Copy each line below containing "crumb".

[Saved data entries]
########

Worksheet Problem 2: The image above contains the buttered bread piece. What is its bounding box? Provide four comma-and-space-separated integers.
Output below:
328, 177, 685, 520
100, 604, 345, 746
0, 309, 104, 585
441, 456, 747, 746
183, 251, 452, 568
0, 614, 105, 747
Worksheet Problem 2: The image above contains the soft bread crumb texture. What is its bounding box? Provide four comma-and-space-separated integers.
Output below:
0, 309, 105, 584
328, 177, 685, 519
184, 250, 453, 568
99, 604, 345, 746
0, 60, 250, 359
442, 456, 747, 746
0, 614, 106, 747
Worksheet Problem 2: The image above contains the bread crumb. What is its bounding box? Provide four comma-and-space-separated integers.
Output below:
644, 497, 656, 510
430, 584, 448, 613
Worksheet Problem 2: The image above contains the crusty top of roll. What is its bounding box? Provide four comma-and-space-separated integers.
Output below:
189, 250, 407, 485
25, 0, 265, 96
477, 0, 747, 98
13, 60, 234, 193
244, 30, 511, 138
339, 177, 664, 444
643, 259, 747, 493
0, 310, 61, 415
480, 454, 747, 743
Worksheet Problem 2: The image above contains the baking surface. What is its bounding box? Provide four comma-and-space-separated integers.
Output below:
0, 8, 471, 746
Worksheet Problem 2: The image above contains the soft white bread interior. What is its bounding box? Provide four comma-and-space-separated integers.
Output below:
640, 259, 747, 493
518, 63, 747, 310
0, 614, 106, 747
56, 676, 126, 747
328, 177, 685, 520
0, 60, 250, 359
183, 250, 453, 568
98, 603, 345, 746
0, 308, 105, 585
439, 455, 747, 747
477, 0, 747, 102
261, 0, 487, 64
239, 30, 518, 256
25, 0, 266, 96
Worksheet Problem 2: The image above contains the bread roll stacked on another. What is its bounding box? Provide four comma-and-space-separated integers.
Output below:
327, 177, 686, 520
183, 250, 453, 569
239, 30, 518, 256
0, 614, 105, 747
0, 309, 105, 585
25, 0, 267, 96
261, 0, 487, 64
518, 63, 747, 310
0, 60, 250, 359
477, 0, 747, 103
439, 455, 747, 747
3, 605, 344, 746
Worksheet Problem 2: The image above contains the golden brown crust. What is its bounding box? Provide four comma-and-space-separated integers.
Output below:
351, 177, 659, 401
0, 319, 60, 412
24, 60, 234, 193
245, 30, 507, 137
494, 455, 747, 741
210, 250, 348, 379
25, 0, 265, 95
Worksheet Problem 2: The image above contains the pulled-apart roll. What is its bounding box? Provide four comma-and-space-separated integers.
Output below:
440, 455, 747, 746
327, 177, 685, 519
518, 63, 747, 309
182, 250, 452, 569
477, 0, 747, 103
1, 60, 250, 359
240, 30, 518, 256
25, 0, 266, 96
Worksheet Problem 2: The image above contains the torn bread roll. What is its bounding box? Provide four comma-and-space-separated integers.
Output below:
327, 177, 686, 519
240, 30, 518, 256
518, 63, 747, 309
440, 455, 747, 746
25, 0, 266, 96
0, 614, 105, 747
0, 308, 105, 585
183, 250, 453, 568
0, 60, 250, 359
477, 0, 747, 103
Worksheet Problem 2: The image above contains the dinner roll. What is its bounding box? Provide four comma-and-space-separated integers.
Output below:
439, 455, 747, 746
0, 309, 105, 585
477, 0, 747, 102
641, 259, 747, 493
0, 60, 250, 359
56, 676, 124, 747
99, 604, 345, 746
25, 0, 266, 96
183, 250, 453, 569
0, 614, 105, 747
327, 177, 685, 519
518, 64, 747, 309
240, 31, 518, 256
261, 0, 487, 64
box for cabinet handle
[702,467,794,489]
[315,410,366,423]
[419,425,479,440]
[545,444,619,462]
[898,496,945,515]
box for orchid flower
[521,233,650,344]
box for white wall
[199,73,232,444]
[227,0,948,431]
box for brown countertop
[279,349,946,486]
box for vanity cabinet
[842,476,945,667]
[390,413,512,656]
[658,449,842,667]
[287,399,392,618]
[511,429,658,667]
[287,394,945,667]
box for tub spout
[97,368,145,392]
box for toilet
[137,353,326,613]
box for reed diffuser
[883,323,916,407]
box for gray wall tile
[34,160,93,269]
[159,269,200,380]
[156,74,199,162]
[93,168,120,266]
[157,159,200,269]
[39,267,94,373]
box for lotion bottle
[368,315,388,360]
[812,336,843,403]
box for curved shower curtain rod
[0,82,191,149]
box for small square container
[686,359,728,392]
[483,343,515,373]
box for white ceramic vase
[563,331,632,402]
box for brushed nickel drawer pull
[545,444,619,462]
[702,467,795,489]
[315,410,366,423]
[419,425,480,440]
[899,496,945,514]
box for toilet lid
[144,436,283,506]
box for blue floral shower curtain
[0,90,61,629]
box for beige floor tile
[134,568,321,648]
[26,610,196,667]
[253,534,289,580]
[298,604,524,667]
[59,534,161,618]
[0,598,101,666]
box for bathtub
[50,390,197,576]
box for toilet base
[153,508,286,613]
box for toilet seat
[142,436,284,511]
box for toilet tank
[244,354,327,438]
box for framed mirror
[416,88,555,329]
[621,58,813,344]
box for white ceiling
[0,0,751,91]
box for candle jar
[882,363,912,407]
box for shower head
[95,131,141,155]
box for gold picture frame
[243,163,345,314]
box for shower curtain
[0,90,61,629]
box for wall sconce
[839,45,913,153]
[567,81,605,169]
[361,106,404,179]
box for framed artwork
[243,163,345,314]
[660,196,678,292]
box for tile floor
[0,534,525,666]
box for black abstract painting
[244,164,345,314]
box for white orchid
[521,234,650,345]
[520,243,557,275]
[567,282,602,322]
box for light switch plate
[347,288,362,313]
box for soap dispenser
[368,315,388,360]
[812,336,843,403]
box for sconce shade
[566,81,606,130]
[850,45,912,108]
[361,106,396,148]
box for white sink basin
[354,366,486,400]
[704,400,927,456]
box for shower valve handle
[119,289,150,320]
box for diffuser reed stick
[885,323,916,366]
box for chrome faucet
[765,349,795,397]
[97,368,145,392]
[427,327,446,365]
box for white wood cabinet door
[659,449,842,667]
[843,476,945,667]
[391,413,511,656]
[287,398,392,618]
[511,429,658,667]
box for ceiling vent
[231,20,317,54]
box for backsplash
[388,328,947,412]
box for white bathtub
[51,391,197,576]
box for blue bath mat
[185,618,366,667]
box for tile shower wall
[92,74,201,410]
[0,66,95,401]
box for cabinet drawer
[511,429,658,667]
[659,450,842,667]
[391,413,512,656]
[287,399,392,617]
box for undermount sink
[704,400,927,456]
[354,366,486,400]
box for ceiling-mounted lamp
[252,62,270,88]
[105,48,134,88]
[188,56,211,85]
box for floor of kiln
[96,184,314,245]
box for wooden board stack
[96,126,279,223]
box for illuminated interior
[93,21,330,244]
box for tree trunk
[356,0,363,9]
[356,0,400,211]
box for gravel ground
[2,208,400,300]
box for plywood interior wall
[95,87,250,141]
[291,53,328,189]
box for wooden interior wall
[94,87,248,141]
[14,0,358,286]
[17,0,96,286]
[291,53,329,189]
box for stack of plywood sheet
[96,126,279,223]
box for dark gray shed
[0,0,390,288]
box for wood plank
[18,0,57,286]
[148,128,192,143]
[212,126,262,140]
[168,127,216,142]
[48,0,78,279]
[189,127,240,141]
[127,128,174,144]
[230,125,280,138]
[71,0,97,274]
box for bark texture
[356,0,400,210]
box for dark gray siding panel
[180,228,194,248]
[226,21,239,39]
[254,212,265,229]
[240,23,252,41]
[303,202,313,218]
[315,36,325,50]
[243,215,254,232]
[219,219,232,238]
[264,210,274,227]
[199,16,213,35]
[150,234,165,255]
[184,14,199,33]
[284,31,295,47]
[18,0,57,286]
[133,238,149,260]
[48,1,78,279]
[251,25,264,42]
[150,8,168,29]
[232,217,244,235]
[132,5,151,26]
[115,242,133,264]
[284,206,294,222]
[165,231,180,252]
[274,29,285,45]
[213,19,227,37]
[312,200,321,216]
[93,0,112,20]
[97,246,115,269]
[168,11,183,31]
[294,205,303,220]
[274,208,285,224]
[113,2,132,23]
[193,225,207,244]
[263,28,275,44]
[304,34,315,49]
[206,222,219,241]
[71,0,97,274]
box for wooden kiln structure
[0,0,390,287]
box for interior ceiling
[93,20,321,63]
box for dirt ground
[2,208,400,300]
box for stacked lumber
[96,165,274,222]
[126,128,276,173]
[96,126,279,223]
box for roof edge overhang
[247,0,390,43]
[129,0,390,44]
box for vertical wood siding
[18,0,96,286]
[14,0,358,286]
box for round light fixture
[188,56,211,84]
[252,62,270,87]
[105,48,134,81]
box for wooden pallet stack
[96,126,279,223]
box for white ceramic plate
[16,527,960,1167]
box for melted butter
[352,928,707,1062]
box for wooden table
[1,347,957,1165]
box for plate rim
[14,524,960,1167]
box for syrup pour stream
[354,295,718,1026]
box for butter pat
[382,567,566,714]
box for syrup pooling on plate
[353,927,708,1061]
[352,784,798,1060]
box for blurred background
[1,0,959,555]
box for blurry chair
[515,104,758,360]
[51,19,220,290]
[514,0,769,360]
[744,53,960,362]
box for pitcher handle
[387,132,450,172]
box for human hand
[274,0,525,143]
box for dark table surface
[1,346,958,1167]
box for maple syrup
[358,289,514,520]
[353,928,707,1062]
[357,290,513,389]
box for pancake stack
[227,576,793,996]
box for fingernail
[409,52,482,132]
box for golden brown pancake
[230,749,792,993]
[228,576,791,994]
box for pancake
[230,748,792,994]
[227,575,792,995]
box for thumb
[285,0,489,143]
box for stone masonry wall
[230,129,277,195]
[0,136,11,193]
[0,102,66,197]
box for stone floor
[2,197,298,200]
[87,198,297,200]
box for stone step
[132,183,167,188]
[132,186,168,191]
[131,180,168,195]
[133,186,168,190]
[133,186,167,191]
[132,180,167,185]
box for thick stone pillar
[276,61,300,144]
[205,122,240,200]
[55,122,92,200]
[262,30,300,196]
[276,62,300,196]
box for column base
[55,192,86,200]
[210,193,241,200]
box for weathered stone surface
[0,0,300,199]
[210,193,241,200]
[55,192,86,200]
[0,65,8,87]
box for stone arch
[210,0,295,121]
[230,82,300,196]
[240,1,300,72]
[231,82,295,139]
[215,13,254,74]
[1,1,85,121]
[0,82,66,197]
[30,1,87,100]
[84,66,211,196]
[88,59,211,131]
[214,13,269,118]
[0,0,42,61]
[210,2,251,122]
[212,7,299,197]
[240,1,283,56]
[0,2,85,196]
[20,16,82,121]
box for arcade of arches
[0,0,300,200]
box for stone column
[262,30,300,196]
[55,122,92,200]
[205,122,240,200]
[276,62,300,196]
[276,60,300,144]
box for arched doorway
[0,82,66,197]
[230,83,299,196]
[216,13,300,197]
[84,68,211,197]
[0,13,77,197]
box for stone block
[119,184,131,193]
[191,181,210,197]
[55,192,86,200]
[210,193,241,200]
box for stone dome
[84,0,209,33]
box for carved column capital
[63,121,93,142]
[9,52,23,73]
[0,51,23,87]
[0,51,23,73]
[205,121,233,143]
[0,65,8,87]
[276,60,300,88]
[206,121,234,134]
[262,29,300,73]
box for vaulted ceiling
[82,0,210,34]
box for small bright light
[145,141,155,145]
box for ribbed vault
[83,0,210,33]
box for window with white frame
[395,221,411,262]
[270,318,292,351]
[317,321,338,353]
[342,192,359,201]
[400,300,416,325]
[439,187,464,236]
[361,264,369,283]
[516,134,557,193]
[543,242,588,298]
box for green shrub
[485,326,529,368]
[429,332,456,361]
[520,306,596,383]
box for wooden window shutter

########

## SOLVED EXERCISE:
Worksheet Problem 2: The image above contains the soft bread crumb texture. What is its bounding box? Provide four comma-and-space-separated integers.
Worksheet Problem 2: The image above contains the bread crumb. What is its bounding box? Provide four comma-and-space-separated integers.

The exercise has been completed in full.